=== TASK INPUTS ===

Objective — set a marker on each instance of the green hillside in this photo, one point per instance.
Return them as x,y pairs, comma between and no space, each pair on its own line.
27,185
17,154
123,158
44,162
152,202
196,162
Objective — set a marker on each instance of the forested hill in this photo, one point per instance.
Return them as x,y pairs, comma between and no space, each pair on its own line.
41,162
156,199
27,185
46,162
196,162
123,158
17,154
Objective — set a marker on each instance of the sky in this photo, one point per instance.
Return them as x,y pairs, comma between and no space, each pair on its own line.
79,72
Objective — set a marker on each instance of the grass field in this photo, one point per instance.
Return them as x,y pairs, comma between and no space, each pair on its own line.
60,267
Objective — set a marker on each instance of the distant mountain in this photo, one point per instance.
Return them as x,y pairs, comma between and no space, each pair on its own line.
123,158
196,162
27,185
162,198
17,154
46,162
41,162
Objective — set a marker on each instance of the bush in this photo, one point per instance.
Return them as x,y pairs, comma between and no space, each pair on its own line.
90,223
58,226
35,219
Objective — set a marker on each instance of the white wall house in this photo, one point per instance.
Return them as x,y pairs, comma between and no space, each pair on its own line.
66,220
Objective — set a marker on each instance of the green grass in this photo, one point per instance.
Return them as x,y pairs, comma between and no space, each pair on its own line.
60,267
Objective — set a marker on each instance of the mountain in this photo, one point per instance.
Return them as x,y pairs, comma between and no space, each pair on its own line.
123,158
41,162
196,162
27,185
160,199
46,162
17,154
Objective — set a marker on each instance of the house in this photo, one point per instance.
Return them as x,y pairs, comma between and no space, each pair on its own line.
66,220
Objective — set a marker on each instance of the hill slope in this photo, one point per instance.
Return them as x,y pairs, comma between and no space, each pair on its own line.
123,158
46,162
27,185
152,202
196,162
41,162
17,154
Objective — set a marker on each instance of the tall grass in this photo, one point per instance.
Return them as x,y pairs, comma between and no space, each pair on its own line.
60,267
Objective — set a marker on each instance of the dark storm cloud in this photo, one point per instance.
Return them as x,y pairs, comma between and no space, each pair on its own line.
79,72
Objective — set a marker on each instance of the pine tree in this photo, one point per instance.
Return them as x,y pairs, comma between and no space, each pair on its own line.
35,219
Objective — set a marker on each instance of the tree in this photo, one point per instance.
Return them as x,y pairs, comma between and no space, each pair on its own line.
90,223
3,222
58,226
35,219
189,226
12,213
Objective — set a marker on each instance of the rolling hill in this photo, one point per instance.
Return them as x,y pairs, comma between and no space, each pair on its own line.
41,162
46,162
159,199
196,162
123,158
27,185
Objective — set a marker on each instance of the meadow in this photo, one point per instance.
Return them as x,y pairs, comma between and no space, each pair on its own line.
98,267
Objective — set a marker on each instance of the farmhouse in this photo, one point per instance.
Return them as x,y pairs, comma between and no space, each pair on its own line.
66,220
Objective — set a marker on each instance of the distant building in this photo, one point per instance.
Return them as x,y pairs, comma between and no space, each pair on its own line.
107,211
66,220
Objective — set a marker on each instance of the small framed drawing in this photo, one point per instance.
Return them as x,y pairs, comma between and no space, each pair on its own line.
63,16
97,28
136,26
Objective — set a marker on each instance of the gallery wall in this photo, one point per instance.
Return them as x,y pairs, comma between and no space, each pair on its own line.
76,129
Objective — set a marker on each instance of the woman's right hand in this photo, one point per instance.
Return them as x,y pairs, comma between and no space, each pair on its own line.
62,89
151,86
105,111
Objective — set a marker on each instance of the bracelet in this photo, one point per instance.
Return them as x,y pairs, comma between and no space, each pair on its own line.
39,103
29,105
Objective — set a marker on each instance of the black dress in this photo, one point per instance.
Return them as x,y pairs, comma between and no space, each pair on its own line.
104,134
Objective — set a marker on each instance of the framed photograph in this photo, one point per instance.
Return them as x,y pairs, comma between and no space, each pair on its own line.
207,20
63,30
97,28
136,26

===

* _YOUR INSTRUCTIONS_:
The records above are to be printed out again exactly, without omission.

* _WRITTEN SOLUTION_:
Objective — set a marker on each instance of the green hillside in this photo, one point per instance.
Return them as x,y pairs, comma between and no space, each pair on its own line.
27,185
17,154
123,158
44,162
152,202
196,162
Objective — set a marker on each instance of the forested hill in this photo, one point per instance.
Return them as x,y pairs, comma between and no space, each pair on its own line.
41,162
156,199
27,185
46,162
196,162
123,158
17,154
Objective — set a marker on each instance of the sky in this photo, one point per instance.
Return them as x,y pairs, comma between and no space, each pair on its own line.
79,72
Objective — set a marker on each instance of the grass field in this photo, one point per instance.
Return them as x,y pairs, comma between and no space, each pair on its own line.
60,267
Objective — set a marker on each instance of the distant mountain in this photo, one point per instance.
Return them as x,y pairs, comma between and no space, each pair on its own line.
123,158
196,162
27,185
162,198
17,154
46,162
41,162
Objective — set a marker on each instance of the bush in this photo, one point per instance.
Return them as x,y pairs, comma between and no space, each pair on its own line.
90,223
58,226
35,219
Objective — set a marker on each instance of the white wall house in this photo, one point per instance.
Return them as x,y pairs, comma between and no space, each pair on its own line.
66,220
Objective — set a marker on each instance of the green grass in this photo, one point per instance.
Return them as x,y pairs, comma between and no space, each pair on its own line.
60,267
Objective — set a marker on each instance of the mountain in this photo, one point per instance.
Return them as x,y pairs, comma between and no space, each pair on its own line.
123,158
41,162
196,162
27,185
160,199
46,162
17,154
Objective — set a marker on each instance of the house in this photo, one point per instance.
Return them as x,y pairs, comma between and no space, each pair on its own line.
66,220
Objective — set a marker on each instance of the hill slope in this photo, one point per instance.
Return them as x,y pairs, comma between and no space, each pair on its own line.
123,158
46,162
27,185
152,202
196,162
41,162
17,154
Objective — set a marker on each instance of the tall grass in this photo, one point per instance.
Return them as x,y pairs, comma between and no space, each pair on its own line.
60,267
Objective — set a marker on each instance of the dark storm cloud in this photo, one point per instance.
Return them as x,y pairs, comma between and no space, each pair on its own line.
79,72
Objective — set a marker on each instance of the pine tree in this photo, one point per instance.
Return them as x,y pairs, comma between and no space, each pair on its own line.
35,219
Objective — set a marker on each instance of the tree in this photo, one point per instance.
Return them as x,y pairs, comma between and no space, each pair on its own line.
90,223
3,222
58,226
35,219
189,226
12,213
Objective — set a marker on each instance of the rolling hill in this photo, one point per instance.
Return them as x,y pairs, comma between and no space, each pair on its own line.
41,162
46,162
159,199
196,162
123,158
27,185
Objective — set a marker on each instance of the meadow in this photo, one point per instance.
Return them as x,y pairs, comma between and no space, each pair on its own line.
98,267
Objective — set a marker on each instance of the farmhouse in this photo, one point per instance.
Return them as x,y pairs, comma between and no space, each pair on its own line.
66,220
Objective — set a marker on each instance of the distant building in this photo, one point per instance.
Return them as x,y pairs, comma between and no space, each pair on its own line.
107,211
66,220
Objective — set a marker on each instance of the small framed drawing in this photo, one point per instance.
Return them as x,y pairs, comma between and no space, each pair on its own line.
63,16
97,28
136,26
Objective — set a marker on each instance of the gallery wall in this photo, one point per instance.
Return them as x,y pairs, comma between and no space, each pair on its own line.
76,129
Objective — set a marker on each instance of the woman's right hand in this photo, one point per instance.
Return them as x,y pairs, comma between and no space, each pair on its own line.
62,89
151,86
105,111
Objective — set a marker on each instance of the bracelet in this photo, one point per instance.
Return them as x,y pairs, comma between and no space, each pair on its own line.
39,103
29,105
Objective — set a marker on each instance of the black dress in this photo, one point per instance.
Return them as x,y pairs, comma between and no space, each pair on its own line.
104,134
Objective — set a marker on each instance of the framed photograph in this photo, one point per instance.
Return them as x,y pairs, comma between and no space, each pair on its own line.
207,20
63,30
97,28
136,26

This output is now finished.